Do this — Copy out all of the data below line for line, keeping every word, number, and mark unchanged.

========================================

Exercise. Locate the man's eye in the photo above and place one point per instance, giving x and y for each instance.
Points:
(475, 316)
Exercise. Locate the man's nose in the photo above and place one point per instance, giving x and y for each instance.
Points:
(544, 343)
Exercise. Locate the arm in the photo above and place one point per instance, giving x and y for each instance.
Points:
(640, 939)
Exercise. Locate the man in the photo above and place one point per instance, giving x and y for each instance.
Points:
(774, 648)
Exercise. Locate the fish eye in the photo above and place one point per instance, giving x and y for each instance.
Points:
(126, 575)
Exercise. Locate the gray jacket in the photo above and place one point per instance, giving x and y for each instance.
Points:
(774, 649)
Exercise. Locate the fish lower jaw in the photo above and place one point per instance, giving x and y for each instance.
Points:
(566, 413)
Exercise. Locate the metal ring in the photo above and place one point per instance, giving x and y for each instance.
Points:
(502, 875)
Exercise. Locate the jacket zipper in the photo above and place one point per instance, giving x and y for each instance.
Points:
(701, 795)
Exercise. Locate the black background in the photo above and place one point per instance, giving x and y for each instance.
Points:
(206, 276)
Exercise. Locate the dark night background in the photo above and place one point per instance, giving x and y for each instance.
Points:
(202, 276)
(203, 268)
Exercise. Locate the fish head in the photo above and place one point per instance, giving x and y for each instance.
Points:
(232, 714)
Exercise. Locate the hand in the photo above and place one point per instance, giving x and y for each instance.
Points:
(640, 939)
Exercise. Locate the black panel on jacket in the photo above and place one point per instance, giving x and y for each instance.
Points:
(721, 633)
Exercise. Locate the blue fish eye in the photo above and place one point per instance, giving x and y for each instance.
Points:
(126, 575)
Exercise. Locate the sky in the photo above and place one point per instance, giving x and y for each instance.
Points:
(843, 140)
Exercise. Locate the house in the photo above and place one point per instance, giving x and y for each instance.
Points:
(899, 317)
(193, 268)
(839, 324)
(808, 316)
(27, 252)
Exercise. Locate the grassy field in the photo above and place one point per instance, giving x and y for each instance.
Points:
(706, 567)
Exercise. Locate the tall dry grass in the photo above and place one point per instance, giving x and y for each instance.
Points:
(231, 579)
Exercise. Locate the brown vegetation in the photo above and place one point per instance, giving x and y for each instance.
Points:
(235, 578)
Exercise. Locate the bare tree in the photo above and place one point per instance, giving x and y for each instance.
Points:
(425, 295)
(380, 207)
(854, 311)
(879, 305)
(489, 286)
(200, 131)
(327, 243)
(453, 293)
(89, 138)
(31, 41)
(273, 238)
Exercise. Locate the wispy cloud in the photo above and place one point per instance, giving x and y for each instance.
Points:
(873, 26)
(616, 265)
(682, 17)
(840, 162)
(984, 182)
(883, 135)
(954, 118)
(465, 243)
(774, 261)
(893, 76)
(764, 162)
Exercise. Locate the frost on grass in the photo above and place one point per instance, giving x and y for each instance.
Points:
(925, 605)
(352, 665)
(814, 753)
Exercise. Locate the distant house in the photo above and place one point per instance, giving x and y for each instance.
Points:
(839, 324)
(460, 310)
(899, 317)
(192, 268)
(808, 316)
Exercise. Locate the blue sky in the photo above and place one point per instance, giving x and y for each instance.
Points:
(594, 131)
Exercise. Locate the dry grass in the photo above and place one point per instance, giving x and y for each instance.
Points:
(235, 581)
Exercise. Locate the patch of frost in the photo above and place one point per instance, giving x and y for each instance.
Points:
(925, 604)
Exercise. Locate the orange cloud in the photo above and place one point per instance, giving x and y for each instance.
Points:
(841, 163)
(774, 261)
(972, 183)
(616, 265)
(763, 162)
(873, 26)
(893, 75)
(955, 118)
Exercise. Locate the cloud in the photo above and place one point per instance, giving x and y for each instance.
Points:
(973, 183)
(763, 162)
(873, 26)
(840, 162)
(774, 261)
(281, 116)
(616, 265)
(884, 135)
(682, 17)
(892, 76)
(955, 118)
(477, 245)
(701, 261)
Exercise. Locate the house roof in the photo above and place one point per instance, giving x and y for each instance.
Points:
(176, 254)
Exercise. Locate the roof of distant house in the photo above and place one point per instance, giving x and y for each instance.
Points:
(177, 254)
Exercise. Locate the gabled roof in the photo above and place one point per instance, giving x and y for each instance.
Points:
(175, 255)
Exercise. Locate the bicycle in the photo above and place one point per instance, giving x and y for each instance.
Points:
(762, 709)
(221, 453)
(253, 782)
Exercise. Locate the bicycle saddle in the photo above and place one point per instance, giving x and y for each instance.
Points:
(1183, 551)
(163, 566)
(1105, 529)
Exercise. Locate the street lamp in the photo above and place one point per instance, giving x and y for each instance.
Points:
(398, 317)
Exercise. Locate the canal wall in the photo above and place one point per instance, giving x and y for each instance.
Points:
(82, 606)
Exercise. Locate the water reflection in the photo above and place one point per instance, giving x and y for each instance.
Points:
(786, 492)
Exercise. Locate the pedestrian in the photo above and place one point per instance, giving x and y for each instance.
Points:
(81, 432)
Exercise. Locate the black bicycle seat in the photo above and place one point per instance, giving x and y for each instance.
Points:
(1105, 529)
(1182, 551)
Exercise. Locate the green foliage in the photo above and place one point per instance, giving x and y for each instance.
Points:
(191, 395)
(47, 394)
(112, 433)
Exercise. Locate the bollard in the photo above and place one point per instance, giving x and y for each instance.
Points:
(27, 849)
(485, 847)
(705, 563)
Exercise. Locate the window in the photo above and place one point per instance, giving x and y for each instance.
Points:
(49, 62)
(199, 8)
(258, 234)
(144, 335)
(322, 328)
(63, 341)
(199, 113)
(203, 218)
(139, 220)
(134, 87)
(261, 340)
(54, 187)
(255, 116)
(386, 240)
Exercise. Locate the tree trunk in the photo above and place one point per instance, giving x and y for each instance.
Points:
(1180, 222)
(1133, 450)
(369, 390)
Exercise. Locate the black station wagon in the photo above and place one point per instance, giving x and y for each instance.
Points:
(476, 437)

========================================

Worked answer —
Exercise. Locate the man's eye in the photo above and place one point per instance, giving x and y for each instance.
Points:
(475, 316)
Exercise. Locate the man's nose in the photo above and place one point per instance, giving x and y for each instance.
Points:
(544, 343)
Exercise. Locate the arm in the photo above and place one point per instance, giving x and y for each instance.
Points:
(640, 939)
Exercise. Locate the man in the photo above and place one point per instance, giving x and y for each instance.
Points:
(774, 648)
Exercise. Locate the fish eye in the photo above and place one point per instance, giving x and y for each instance.
Points:
(126, 575)
Exercise. Locate the gray jacket in the photo above and place one point per instance, giving x and y for each instance.
Points:
(774, 649)
Exercise. Locate the fish lower jaw in the photo above and place one point per instance, giving x and y for each instance.
Points:
(566, 413)
Exercise. Locate the metal ring in the photo above and place one point per instance, giving x and y for each instance.
Points:
(502, 875)
Exercise. Locate the jacket zipper in the photo above and place one point per instance, giving x and y for each instance.
Points:
(701, 795)
Exercise. Locate the black background in the photo above and place one point per instance, giving x and y for each instance.
Points:
(206, 276)
Exercise. Locate the dark night background in the photo above and place one point per instance, giving x and y for each instance.
Points:
(202, 276)
(203, 268)
Exercise. Locate the fish head in the photo above and place one point per instance, giving x and y for each instance.
Points:
(232, 714)
Exercise. Locate the hand in the photo above and place one point per instance, giving x and y for each instance.
Points:
(640, 939)
Exercise. Locate the black panel on jacket in the photo above and place one point per instance, giving x and y for each instance.
Points:
(721, 633)
Exercise. Locate the blue fish eye in the photo above and place one point per instance, giving x and y for each instance.
Points:
(126, 575)
Exercise. Locate the sky in the photo above and place one point per instance, giving x and y for each instance.
Points:
(843, 140)
Exercise. Locate the house in the photo above and place one point per instance, giving x and y for each instance.
Points:
(899, 317)
(193, 268)
(839, 324)
(808, 316)
(27, 252)
Exercise. Locate the grassy field in the photo above and place one point per instance, giving x and y for each instance.
Points:
(706, 567)
Exercise. Locate the tall dry grass in the photo above and place one point per instance, giving x and y for each instance.
Points:
(231, 579)
Exercise. Locate the brown vegetation in the photo above and place one point per instance, giving x and y for each instance.
Points:
(235, 578)
Exercise. Locate the bare tree in the photo above and place one point per instance, giving x and y for each instance.
Points:
(425, 295)
(380, 207)
(854, 311)
(879, 305)
(489, 286)
(200, 131)
(327, 243)
(453, 293)
(89, 138)
(31, 41)
(273, 238)
Exercise. Locate the wispy cloud in the photo above and place one point per instance, giving x and y for each instance.
Points:
(873, 26)
(616, 265)
(682, 17)
(840, 162)
(984, 182)
(883, 135)
(954, 118)
(465, 243)
(774, 261)
(893, 76)
(764, 162)
Exercise. Locate the frost on grass in the photo above and place one point per instance, giving x and y for each instance.
Points:
(925, 605)
(352, 665)
(814, 753)
Exercise. Locate the distant house in the photo above and place one point per instance, giving x and y for each instance.
Points:
(839, 324)
(460, 310)
(899, 317)
(192, 268)
(808, 316)
Exercise. Locate the blue sky in the photo above and place one point per instance, giving x and y for each instance.
Points:
(594, 131)
Exercise. Locate the dry grass in the photo above and place one point per instance, giving x and y for each instance.
Points:
(235, 581)
Exercise. Locate the patch of frost in the photo above and place one point per instance, giving x and y for each instance.
Points:
(925, 604)
Exercise. Locate the orange cloud in the photo above and place one point per instance, giving x and y for each instance.
Points:
(841, 163)
(774, 261)
(972, 183)
(616, 265)
(763, 162)
(873, 26)
(893, 75)
(955, 118)
Exercise. Locate the cloud in the photo above and place one point per instance, giving x and y for each instance.
Points:
(973, 183)
(763, 162)
(873, 26)
(840, 162)
(774, 261)
(281, 116)
(616, 265)
(884, 135)
(682, 17)
(892, 76)
(955, 118)
(477, 245)
(701, 261)
Exercise. Locate the house roof in the photo above and place one point per instance, giving x and y for each instance.
Points:
(176, 254)
Exercise. Locate the roof of distant house in the photo above and place one point per instance, giving x and y for each instance.
Points:
(177, 254)
Exercise. Locate the gabled roof in the photo above and place one point per instance, giving x and y for each instance.
Points:
(175, 255)
Exercise. Locate the bicycle in the photo above and place one point per instance, giving x and y for each instance.
Points:
(762, 709)
(221, 453)
(253, 782)
Exercise. Locate the bicycle saddle in the photo above and place one point per instance, giving x and y for each instance.
Points:
(1183, 551)
(163, 566)
(1105, 529)
Exercise. Locate the street lamp in the photo above and place one point per instance, giving x and y for each instance.
Points:
(398, 317)
Exercise. Locate the canal wall in the photo above and place one point per instance, giving x and y for each instance.
Points:
(82, 606)
Exercise. Locate the water reflection in the photo above and place one point per instance, giving x and y for each instance.
Points:
(786, 492)
Exercise. Locate the pedestrian in the photo above and place one point per instance, giving x and y for each instance.
Points:
(81, 432)
Exercise. Locate the black bicycle seat in the photo above and place one point per instance, giving x and y for each instance.
Points:
(1105, 529)
(1182, 551)
Exercise. Locate the green foliage in the photo above and place one point per instance, giving x and y for each instance.
Points:
(191, 395)
(47, 394)
(112, 433)
Exercise. Locate the bollard in the photo above and place one point per instance, giving x and y for each instance.
Points:
(27, 849)
(485, 847)
(705, 563)
Exercise. Locate the window in the photo above and place one point per instance, giving x and y for each instance.
Points:
(49, 62)
(199, 8)
(258, 234)
(144, 335)
(322, 328)
(63, 341)
(199, 113)
(203, 218)
(139, 220)
(134, 87)
(261, 340)
(54, 187)
(255, 116)
(386, 240)
Exercise. Locate the tree trunk in the photo above and place one point per instance, giving x and y for each instance.
Points:
(1180, 222)
(1133, 450)
(369, 390)
Exercise. Locate the black station wagon in the photo above and place one point per instance, giving x and y for each instance.
Points:
(476, 437)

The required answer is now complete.